**SOURCE TEXT:**
^^^^

- Occupations: Newspaper editor and publisher
- Organization: The Point (1991-present)
- Known for: independent journalism
- Awards: IPI World Press Freedom Hero (2010)

= Pap Saine =

Gambian editor and publisher

Pap Saine is a Gambian editor and publisher of the English-language independent newspaper, The Point. In 2010, the International Press Institute named him a World Press Freedom Hero for his work.

==Work with The Point==
On 16 December 1991, Pap Saine co-founded The Point along with Deyda Hydara and Babucarr Gaye; Hydara and Saine had been friends since childhood. Gaye resigned four months later, and Hydara and Saine ran the paper together for the next decade. Saine also worked as a Reuters correspondent for West Africa.

On 14 December 2004, the Gambia passed two new media laws. One, the Criminal Code (Amendment) Bill 2004, allowed prison terms for defamation and sedition; the other, the Newspaper (Amendment) Bill 2004, required newspaper owners to purchase expensive operating licenses, registering their homes as security. Hydara announced his intent to challenge these laws, but on 16 December, was assassinated by an unknown gunman while driving home from work in Banjul. Hydara's murder was never solved. The following year, he was posthumously awarded the PEN/Barbara Goldsmith Freedom to Write Award.

Following Hydara's death, Saine continued to edit The Point, making it a daily in 2006. The Point soon became the only independent newspaper in the Gambia.

==2009 arrests==
On 2 February 2009, Saine and Point reporter Modou Sanyang were arrested by Gambian police for suspicion of "publishing and spreading false information". Sanyang was released with a warning, but Saine was formally charged. According to the Media Foundation of West Africa, the arrests had been prompted by a Point story titled "Arrested Gambian Diplomat Sent to Mile 2", in which the paper reported that Lamini Sabi Sanyang, an arrested official from Gambia's US Embassy, had been transferred to Mile 2 Prison; Saine had been detained for refusing to reveal his source. One week later, following another report on Gambia's US Embassy, Saine was arrested again, interrogated at length, and given a second charge of "publishing and spreading false information".

On 24 February, authorities also accused Saine of being Senegalese and having obtained a Gambian birth certificate through "false statements". He faced separate trials for each set of charges, both on 12 March in Banjul. Reporters Without Borders described the investigation of Saine as "hounding" and called on Kamalesh Sharma, the Secretary General of the Commonwealth, to intervene.

On 9 April, the charges of "publishing and spreading false information" were formally dropped.

==Hydara murder controversy and defamation trial==
In November 2008, the International Press Institute began a "Justice Denied" campaign pressing for investigations into violence against journalists in the Gambia, particularly the still-unsolved murder of Deyda Haydara. At a June 2009 press conference, Gambian President Yahya Jammeh disparaged questions about the Hydara investigation, saying "And up to now one of these stupid Web sites carries 'Who Killed Deyda Hydara'? Let them go and ask Deyda Hydara who killed him." The Gambia Press Union then published a statement criticizing the lack of press freedom in Gambia, the stalled progress of the investigation, and the president's remarks, which the union called "inappropriate". The statement ran in The Point and a weekly newspaper, Foroyaa, on 11 June.

^^^^

**TASK INSTRUCTIONS:**
**a.** In the Pap Saine article, take everything from "- Occupations: Newspaper" down to "for West Africa." and swap "co-founded" for "launched".
**b.** Please pick up the Pap Saine article after its last sentence and continue it.
The records after this point come from a separate source.

**DATASET EXCERPTS:**
^^^^

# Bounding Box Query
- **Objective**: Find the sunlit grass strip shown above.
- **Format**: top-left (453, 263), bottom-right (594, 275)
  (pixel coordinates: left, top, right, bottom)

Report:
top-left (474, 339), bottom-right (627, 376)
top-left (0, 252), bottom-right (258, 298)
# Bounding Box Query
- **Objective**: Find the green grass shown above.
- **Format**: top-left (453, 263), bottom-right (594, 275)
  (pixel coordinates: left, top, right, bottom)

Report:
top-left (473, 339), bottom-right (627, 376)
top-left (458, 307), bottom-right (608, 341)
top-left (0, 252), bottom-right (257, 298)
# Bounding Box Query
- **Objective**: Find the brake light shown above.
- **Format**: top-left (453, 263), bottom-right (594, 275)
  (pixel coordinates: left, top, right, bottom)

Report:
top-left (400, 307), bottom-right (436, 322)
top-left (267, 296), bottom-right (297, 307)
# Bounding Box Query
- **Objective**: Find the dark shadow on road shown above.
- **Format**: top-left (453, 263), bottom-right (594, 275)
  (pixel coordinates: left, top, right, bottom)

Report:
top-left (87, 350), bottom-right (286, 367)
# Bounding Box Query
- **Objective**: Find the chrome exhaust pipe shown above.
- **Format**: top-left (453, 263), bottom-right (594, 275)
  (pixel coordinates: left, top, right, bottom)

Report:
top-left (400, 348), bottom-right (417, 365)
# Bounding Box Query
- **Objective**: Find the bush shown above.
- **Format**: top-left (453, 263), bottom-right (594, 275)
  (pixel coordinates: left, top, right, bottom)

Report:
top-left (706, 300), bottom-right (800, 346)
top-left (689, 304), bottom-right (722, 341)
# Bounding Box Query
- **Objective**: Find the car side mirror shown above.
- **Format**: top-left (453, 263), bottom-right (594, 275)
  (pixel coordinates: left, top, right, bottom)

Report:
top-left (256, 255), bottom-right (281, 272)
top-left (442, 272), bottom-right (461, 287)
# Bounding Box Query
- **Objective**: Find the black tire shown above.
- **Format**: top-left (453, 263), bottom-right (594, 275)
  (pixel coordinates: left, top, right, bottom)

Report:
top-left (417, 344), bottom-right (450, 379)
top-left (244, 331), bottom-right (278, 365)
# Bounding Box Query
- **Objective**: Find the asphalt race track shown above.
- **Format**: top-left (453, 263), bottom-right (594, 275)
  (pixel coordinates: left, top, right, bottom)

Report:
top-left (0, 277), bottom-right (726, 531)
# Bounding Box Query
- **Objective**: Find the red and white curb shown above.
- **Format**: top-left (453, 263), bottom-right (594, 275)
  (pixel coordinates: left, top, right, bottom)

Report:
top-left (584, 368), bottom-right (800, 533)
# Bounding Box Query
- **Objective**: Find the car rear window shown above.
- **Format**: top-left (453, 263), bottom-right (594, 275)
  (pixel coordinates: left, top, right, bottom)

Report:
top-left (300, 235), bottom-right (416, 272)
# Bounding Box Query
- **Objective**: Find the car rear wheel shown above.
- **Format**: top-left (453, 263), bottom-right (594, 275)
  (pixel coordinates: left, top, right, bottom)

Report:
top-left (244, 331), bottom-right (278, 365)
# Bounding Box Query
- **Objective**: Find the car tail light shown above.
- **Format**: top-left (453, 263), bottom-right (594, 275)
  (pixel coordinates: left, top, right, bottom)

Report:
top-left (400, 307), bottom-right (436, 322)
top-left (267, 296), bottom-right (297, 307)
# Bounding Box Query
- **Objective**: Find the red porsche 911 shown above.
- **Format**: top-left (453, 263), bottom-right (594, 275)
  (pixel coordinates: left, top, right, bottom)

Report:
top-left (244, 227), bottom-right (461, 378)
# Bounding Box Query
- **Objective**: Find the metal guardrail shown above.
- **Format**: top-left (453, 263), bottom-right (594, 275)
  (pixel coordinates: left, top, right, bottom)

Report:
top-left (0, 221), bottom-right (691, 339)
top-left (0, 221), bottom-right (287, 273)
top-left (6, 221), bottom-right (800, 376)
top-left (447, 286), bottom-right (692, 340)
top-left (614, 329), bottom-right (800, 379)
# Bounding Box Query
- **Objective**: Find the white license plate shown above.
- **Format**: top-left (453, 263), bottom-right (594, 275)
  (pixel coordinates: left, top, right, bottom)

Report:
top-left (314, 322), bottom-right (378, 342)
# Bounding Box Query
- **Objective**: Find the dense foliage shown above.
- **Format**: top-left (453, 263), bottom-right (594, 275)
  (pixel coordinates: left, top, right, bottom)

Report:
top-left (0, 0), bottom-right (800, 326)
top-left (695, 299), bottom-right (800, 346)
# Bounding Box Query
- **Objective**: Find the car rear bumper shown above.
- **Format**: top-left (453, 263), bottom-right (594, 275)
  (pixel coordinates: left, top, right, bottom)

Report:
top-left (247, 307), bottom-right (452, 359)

^^^^

**THE RESPONSES:**
**a.**
- Occupations: Newspaper editor and publisher
- Organization: The Point (1991-present)
- Known for: independent journalism
- Awards: IPI World Press Freedom Hero (2010)

= Pap Saine =

Gambian editor and publisher

Pap Saine is a Gambian editor and publisher of the English-language independent newspaper, The Point. In 2010, the International Press Institute named him a World Press Freedom Hero for his work.

==Work with The Point==
On 16 December 1991, Pap Saine launched The Point along with Deyda Hydara and Babucarr Gaye; Hydara and Saine had been friends since childhood. Gaye resigned four months later, and Hydara and Saine ran the paper together for the next decade. Saine also worked as a Reuters correspondent for West Africa.

**b.**
The Gambian government responded by arresting six journalists: Pap Saine, News Editor Ebrima Sawaneh, and reporters Sarata Jabbi-Dibba and Pa Modou Faal of The Point; and editor Sam Saar and reporters Emil Touray of Foroyaa. The six were charged with sedition and criminal defamation of the president. Jabbi-Dibba (the only woman) was held in Mile 2 prison, while Saine, Sawaneh, Faal, Saar, and Touray were held in Old Jeshwang prison. On 8 August, Jabbi-Dibba's seven-month-old baby was taken away.

Numerous human rights NGOs protested the arrests and called the charges against the journalists to be dropped. Amnesty International designated the six as prisoners of conscience and demanded their immediate release. The Committee to Protect Journalists also campaigned for Saine's release, as did the World Organization Against Torture, the International Federation for Human Rights, International PEN, the PEN American Center, and Front Line Defenders. Jammeh continued to denounce the journalists, however, making a state television appearance to say "So they think they can hide behind so-called press freedom and violate the law and get away with it? They got it wrong this time ... We are going to prosecute them to the letter."

On 7 August 2009, the six were convicted and sentenced to two years' imprisonment in Mile 2 Prison, as well as a fine of 250,000 dalasi (£5,780) apiece. However, Jammeh pardoned them in September, following a campaign of "domestic and international pressure". The pardons were issued to coincide with Ramadan.

==Awards and recognition==
Saine was awarded the Johann Philipp Palm Award in 2006. The award is named for a bookseller executed by Napoleon, and recognizes individuals who are "of outstanding prominence in the promotion of freedom of opinion and the press".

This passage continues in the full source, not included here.